(Photo object pointing lines)
______
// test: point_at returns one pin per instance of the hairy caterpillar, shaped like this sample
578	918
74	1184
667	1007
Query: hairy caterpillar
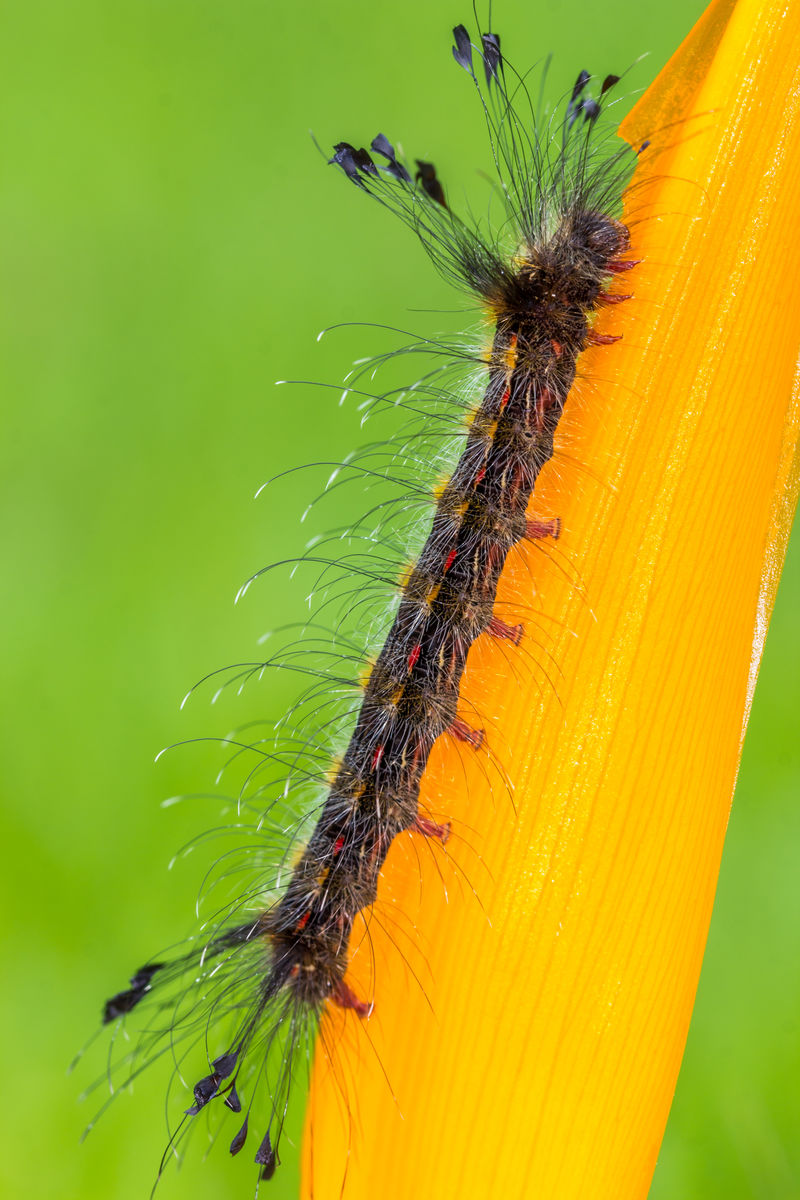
______
• _TASK DETAILS_
Please copy out the lines above exactly as they appear, leaving out the picture.

• _THE ANSWER_
// test: point_at returns one pin per instance of the hairy caterpillar, shaped like this sample
578	918
74	1184
667	1007
Query: hairy caterpillar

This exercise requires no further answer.